Le système bancaire aux abois
par
Publication : juin 1985
Mise en ligne : 11 mars 2009
Vieux moraliste du bon Monde de l’Economie de notre bonne vieille France au style orné de double négations au parfum anglo-littéraire comme Sirius jadis, voici que M. Paul Fabra s’inquiète*. Au nom de la vraie bonne conscience, celle du réalisme, il entonne le chant désespéré des « Tous coupables » de la déroute financière du Tiers-Monde, où de pauvres banquiers se retrouvent tortionnaires économiques à leur corps défendant, pour le moindre pire des peuples pauvres.
A croire M. Fabra, c’est surtout la faute aux sensibilités
idéalistes de nos tiers-mondistes, qui auraient fait distribuer
en Afrique le lait, le blé et le miel, sans y développer
l’agriculture, entraînant la dépendance alimentaire après
la famine.
De grâce, restons réalistes jusqu’au bout, et observons
honnêtement le passé avant de disserter sur les aspects
« financiers » de la catastrophe.
Les « expériences en Guinée » ont été
systématiquement sabordées dès l’exclusion de ce
pays du bloc C.F.A. Celà ne justifie en rien les politiques désastreuses
de Sékou Touré vieillissant des années 75-84.
Il faudrait faire parler des experts britanniques pour bien décrire
les processus qui ont ruiné le Sud et l’Est de l’Afrique, du
Cap à l’Erythrée (où le recours des staliniens
n’est même plus espéré). René Dumont a bien
montré la diversité des situations qui exige des remèdes
divers, comme le demandent les apôtres du libéralisme,
et à juste titre. Mais l’exemple de l’Afrique Occidentale est
plus proche de nous. Dans le Sahel, la famine existait depuis des siècles,
ponctuellement et de façon sporadique dans de nombreux secteurs,
et l’industrialisation belliqueuse de la période 1850-1950 l’a
sérieusement aggravée. Pour les cinquante dernières
années, l’irresponsabilité des « pouvoirs »,
blanc et noir, colonisés par le pouvoir bancaire, a retardé
de façon catastrophique les actions décisives qu’il faut
mener pour sauver l’eau, le sol et le climat.
De crises économiques en guerres mondiales, les blancs ont «
aidé » les noirs en les armant comme troupes d’assaut,
puis comme clients d’un fructueux commerce où les armes, en échange
de produits de survie, ont pris une part croissante. Contrairement aux
allégations de M. Fabra, les « tiers- mondistes »

(Consigne 1):
Recopiez fidèlement le passage de l'article sur le système bancaire qui va de « De grâce, restons » à « des années 75-84. ».
(Consigne 2):
Dans l'article sur le système bancaire, énumérez tous les produits que les tiers-mondistes auraient fait distribuer en Afrique selon M. Fabra.
(Consigne 3):
Poursuivez l'article sur le système bancaire à partir de l'endroit où il s'arrête.

(Données fournies):

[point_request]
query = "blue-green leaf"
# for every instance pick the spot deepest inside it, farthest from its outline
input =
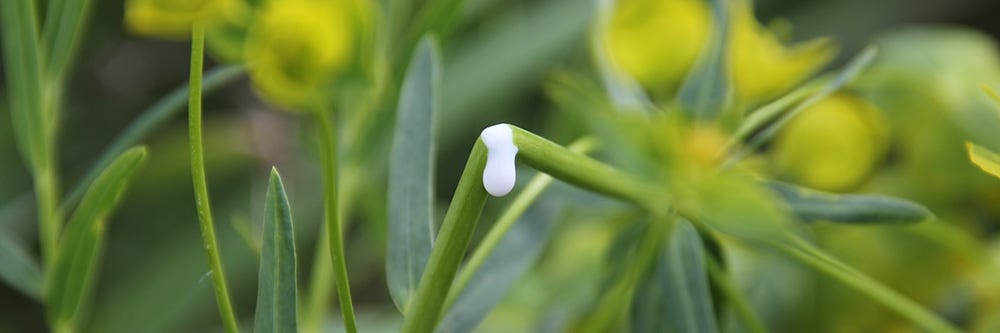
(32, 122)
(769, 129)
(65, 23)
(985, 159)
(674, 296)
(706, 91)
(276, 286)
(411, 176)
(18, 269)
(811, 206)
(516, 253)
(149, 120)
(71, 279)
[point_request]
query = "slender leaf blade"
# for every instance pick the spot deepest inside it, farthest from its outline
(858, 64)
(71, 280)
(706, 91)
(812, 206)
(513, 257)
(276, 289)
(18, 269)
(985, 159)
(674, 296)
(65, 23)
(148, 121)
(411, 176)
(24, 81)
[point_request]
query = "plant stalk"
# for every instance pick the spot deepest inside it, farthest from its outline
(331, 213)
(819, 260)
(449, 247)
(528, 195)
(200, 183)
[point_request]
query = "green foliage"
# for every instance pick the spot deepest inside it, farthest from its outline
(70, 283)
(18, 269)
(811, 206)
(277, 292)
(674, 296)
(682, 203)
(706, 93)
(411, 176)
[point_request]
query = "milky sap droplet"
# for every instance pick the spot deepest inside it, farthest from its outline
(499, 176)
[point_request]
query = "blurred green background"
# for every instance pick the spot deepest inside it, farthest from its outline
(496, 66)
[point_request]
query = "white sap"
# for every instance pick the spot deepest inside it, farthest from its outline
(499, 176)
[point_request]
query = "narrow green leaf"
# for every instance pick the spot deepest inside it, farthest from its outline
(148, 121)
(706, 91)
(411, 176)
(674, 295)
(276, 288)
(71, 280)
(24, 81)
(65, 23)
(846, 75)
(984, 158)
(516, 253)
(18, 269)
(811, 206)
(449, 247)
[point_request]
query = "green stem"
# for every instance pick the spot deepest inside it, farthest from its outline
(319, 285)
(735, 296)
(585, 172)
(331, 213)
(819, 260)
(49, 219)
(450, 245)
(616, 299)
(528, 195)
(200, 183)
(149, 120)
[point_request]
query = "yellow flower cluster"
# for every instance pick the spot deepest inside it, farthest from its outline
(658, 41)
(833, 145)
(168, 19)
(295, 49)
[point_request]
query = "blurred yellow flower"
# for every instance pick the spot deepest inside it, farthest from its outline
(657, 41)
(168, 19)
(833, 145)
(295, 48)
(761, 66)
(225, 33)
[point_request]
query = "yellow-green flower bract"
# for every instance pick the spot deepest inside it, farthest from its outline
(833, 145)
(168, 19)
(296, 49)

--

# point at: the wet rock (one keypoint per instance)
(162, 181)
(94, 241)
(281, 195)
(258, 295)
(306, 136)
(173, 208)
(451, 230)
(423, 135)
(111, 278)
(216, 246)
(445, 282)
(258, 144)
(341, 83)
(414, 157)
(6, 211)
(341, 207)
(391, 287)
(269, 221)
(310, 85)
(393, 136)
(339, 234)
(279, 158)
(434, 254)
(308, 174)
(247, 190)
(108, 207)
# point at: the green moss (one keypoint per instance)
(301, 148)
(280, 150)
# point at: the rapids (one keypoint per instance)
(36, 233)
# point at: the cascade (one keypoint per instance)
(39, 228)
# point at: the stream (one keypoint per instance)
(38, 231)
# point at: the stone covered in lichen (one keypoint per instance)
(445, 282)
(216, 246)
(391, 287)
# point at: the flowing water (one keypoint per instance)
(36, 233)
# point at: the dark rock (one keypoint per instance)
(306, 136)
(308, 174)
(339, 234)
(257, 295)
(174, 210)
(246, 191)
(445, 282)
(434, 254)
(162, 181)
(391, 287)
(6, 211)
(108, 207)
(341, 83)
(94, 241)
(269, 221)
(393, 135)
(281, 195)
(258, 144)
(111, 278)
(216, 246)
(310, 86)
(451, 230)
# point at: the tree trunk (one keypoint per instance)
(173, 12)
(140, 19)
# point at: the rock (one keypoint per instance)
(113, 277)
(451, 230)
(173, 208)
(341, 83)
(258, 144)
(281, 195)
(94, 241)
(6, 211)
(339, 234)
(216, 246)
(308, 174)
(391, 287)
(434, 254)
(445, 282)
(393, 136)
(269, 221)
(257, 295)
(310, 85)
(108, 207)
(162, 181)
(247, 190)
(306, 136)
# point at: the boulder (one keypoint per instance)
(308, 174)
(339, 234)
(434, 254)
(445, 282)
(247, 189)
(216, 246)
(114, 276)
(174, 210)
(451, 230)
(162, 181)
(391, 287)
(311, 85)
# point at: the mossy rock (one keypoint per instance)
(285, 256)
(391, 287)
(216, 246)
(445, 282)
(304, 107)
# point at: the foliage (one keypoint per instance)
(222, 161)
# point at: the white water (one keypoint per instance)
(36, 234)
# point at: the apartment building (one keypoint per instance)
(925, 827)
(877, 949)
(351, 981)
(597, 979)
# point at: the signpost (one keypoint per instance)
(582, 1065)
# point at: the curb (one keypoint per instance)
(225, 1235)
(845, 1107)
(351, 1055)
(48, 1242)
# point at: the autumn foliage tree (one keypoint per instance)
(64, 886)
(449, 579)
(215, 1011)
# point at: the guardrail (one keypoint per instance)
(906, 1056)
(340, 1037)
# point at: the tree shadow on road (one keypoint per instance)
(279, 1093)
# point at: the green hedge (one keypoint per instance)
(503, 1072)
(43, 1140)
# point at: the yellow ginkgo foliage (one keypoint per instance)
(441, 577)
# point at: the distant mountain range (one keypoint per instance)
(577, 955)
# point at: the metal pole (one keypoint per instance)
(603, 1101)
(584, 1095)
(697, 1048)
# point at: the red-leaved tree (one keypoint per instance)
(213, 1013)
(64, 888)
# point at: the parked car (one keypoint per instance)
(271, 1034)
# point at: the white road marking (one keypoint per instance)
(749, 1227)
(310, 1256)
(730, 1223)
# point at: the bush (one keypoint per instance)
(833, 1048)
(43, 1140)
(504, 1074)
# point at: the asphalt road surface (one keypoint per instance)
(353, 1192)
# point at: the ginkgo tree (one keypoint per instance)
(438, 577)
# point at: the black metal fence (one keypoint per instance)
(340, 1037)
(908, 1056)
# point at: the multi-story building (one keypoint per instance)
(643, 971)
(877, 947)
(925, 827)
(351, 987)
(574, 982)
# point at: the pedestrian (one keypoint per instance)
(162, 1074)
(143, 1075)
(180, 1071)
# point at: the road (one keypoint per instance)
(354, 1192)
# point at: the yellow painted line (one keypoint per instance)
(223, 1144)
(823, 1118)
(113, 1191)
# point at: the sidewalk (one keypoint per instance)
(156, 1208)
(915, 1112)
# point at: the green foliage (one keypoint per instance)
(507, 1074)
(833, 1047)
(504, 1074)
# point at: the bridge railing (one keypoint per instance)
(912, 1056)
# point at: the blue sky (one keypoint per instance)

(Résultat final 1):
De grâce, restons réalistes jusqu’au bout, et observons
honnêtement le passé avant de disserter sur les aspects
« financiers » de la catastrophe.
Les « expériences en Guinée » ont été
systématiquement sabordées dès l’exclusion de ce
pays du bloc C.F.A. Celà ne justifie en rien les politiques désastreuses
de Sékou Touré vieillissant des années 75-84.

(Résultat final 2):
le lait, le blé, le miel

(Résultat final 3):
ont presque partout inversé le processus d’appauvrissement pendant
des phases de répit où la colonisation, puis la coopération,
ont fonctionné normalement ; et celà sans trop altérer
les traditions culturelles, encore protégées par les obstacles
géoclimatiques africains à la pénétration
des sociétés de profit.
On retrouve ici un problème de fond : la progression insuffisante
du tiers-monde résulte du manque de recherche et de développements
techniques sur le terrain. Pour la base essentielle des cultures vivrières,
le contact entre les paysans noirs et de véritables laboratoires
liant les expériences d’agrométéorologie à
des recherches socio-économiques (demandées par les syndicalistes
africains depuis les années 1950) n’a été pris
que tard, et de façon trop éphémère ; les
structures d’oppression coloniale et financière ont mis les coopérants
les plus énergiques et les plus compétents en extrême
minorité, avec la suicidaire complicité de politiciens
noirs déjà désespérés par des chantres
« réalistes » du style Fabra.
Au point que de jeunes paysans autodidactes sont maintenant présentés
comme les meilleurs défenseurs des paysans noirs. Au cours des
sept dernières années, cette situation accablante a laissé
le terrain à quelques grandes entreprises pirates qui saisissent
les marchés internationaux de la F.A.O., ce qui fait se dégrader
complètement les termes de l’aide.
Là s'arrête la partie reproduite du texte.